> MATERIAL SHOWN
• • • • •
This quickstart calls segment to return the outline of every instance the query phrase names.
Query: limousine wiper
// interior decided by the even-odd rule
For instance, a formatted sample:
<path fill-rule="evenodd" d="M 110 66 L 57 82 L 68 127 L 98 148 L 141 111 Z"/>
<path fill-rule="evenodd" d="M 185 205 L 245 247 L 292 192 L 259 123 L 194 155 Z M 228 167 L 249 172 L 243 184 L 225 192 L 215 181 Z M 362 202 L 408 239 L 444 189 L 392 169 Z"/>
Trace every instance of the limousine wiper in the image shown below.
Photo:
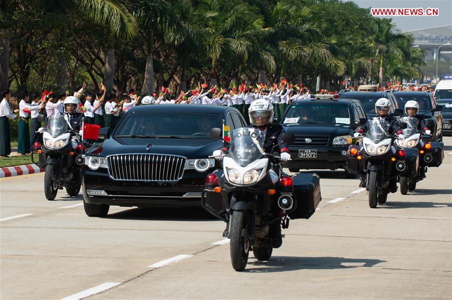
• • • • •
> DESCRIPTION OF THE TASK
Rewrite the records above as a numbered list with one line per item, omitting any blank lines and leaving out the pictures.

> WRITTEN ANSWER
1. This quickstart calls segment to return the outline of every instance the query phrase names.
2. Query: limousine wiper
3. // interior decided by the even-odd rule
4. For instance, a formatted sample:
5. <path fill-rule="evenodd" d="M 110 66 L 57 82 L 68 127 L 98 148 L 141 111 Z"/>
6. <path fill-rule="evenodd" d="M 185 205 L 245 247 L 292 192 L 259 123 L 194 155 Z M 228 167 L 249 172 L 243 184 L 225 192 L 215 181 Z M 362 202 L 408 239 L 444 189 L 392 169 Z"/>
7. Trace every instance of the limousine wiper in the image shown below.
8. Photo:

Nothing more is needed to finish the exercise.